═════ TRECHO APRESENTADO ═════

É claro que Washington ajuda, denominando seus proxies nos termos mais elogiosos. Os insurgentes islâmicos na Síria, principalmente da Al Qaeda, foram celebrados há não muitos anos como um movimento pró-democracia, e quando esse engano não se mostrou mais sustentável, como rebeldes moderados. Agora que os chamados moderados foram expostos como o oposto, muitos esquerdistas se apegam à esperança de que, entre os oponentes islâmicos do governo secular socialista árabe da Síria, possam ser encontrados depositários dos valores que a própria Damasco já abraça. Certamente, em algum lugar, existem esquerdistas seculares armados contra o governo para serem apoiados; pois parece que o objetivo é encontrar uma razão, não importa quão tênue, para criar um nimbus de excelência moral em torno de um grupo que se opõe com armas ao governo de Damasco; algum grupo que possa parecer não-sectário, anti-imperialista, socialista, comprometido com os direitos das mulheres e minorias e pró-palestino; em outras palavras, um grupo como os socialistas árabes do Ba’ath da Síria, mas sem ser eles.

Um passo adiante para cumprir essa esperança é o PKK, um grupo guerrilheiro anarquista demonizado como organização terrorista ao operar na Turquia contra um aliado dos EUA, mas que leva o nome de YPG na Síria, onde é o principal componente do grupo “Força Democrática Síria”. O YPG é tão atraente para muitos esquerdistas ocidentais que alguns chegaram ao ponto de se oferecer para lutar em suas unidades. Mas o YPG é a grande esperança que se acredita que seja?

Curdos na Síria

É difícil determinar com precisão quantos curdos existem na Síria, mas é claro que o grupo étnico compreende apenas uma pequena porcentagem da população síria (menos de 10% de acordo com a CIA e 8,5% de acordo com uma estimativa citada por Nikolaos Van Dam, em seu livro The Struggle for Power in Syria. [1]) As estimativas da proporção da população curda total que vive na Síria variam de 2% a 7% com base nos números populacionais apresentados no World Factbook da CIA. Metade da comunidade curda vive em Turquia, 28% no Irã e 20% no Iraque. Um relatório desclassificado do Departamento de Estado dos EUA de 1972 estimou que apenas entre 4% e 5% dos curdos do mundo viviam na Síria [2]. Embora as estimativas sejam difíceis, é claro que os curdos constituem uma proporção bastante pequena da população síria e que o número de membros do grupo que vive na Síria como uma proporção da comunidade curda como um todo é minúsculo.

═════

# PROBLEMAS A RESOLVER
[1] Segundo o trecho apresentado sobre os curdos na Síria, que porcentagem da comunidade curda vive no Irã?
[2] Retome o texto sobre os curdos na Síria, continuando-o logo após a última frase mostrada.

═════ DADOS DISPONÍVEIS ═════

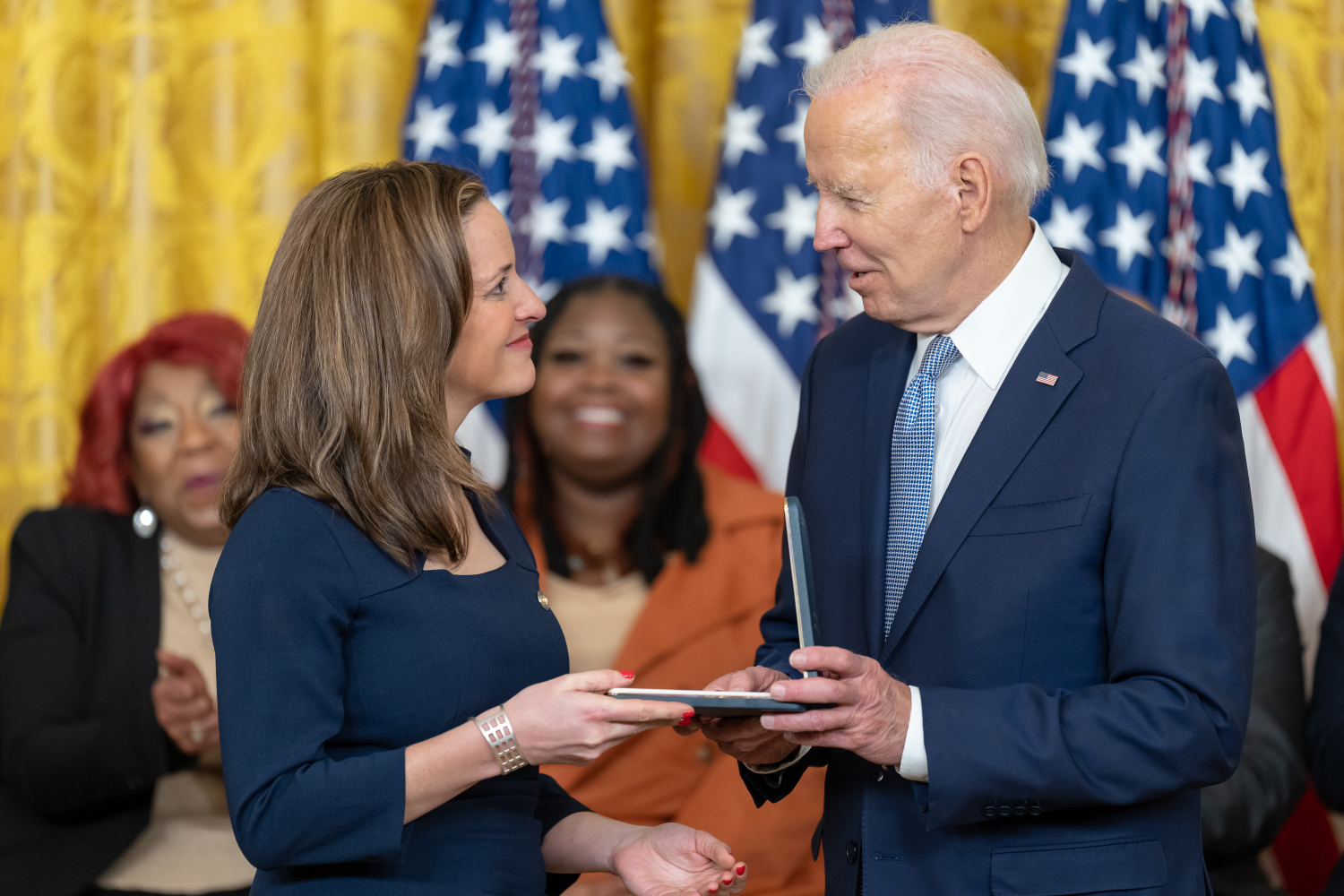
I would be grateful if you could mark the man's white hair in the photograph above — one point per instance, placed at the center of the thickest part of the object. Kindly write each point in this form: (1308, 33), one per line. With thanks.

═════

# RESULTADOS POR TAREFA
[1] Vivem no Irã 28% da comunidade curda.

[2]
O PKK

Os combatentes curdos na Síria operam sob o nome de YPG, que está “ligado ao Partido dos Trabalhadores do Curdistão, ou PKK, um movimento guerrilheiro radical que combina ideias anarquistas com nacionalismo curdo. Os guerrilheiros do PKK têm lutado contra o Estado turco desde 1978” e o PKK é “classificado como organização terrorista pela União Europeia, Turquia e EUA”[3].

Cemil Bayik é o principal comandante de campo do PKK na Turquia e de sua encarnação síria, o YPG. Bayik “chefia a organização guarda-chuva do PKK, o KCK, que une afiliados da PKK em diferentes países. Todos seguem o mesmo líder, Abdullah Ocalan, que está preso na Turquia”[4] desde 1999, quando ele foi preso pelas autoridades turcas com a assistência da CIA.

Ocalan “já foi devoto do marxismo-leninismo”, de acordo com Carne Ross, que escreveu um perfil do líder nacionalista curdo no The Financial Times em 2015. Mas Ocalan “passou a acreditar que, como o capitalismo, o comunismo sempre dependia de coerção. “Preso em uma ilha no mar de Mármara, Ocalan descobriu “a obra-prima de um pensador político de Nova Iorque chamado Murray Bookchin”. Bookchin “acreditava que a verdadeira democracia só prosperaria quando a tomada de decisão pertencesse à comunidade local e não fosse monopolizada por elites distantes e irresponsáveis”. O governo era desejável, argumentou Bookchin, mas a tomada de decisões precisava ser descentralizada e inclusiva. Enquanto anarquista, Bookchin preferia chamar sua abordagem de “comunalismo”. Ocalan adaptou as ideias de Bookchin ao nacionalismo curdo, chamand a nova filosofia de “confederalismo democrático”. [5]

O sionismo trabalhista tem ideias semelhantes sobre um sistema político baseado em comunidades descentralizadas, mas é, em sua essência, um movimento nacionalista. Da mesma forma, as visões de Ocalan não podem ser entendidas fora da estrutura do nacionalismo curdo. O PKK pode abraçar belos objetivos utópicos de confederalismo democrático, mas é, em sua essência, uma organização dedicada ao estabelecimento do autogoverno curdo – e, como se vê, não apenas no território tradicionalmente curdo, mas também no território árabe, tornando o paralelo com o sionismo trabalhista ainda mais forte. Tanto na Síria quanto no Iraque, combatentes curdos usaram a campanha contra o ISIS como uma oportunidade de ampliar o Curdistão para territórios tradicionalmente árabes nos quais os curdos nunca estiveram na maioria.

O objetivo do PKK, escreve Sam Dagher, do The Wall Street Journal, “é uma confederação de enclaves autogovernados liderados pelos curdos no Irã, Iraque, Síria e Turquia” [6] nos quais as populações curdas estão presentes, ainda que, como vimos, seja insignificante na Síria. Na busca desse objetivo, “até 5.000 curdos sírios morreram lutando ao lado do PKK desde meados da década de 1980, e quase todos os principais líderes da YPG e combatentes endurecidos pela batalha são veteranos da luta de décadas contra a Turquia”. [7 ]

Na Síria, o objetivo do PKK “é estabelecer uma região autogovernada no norte da Síria” [8], uma área com uma população árabe significativa.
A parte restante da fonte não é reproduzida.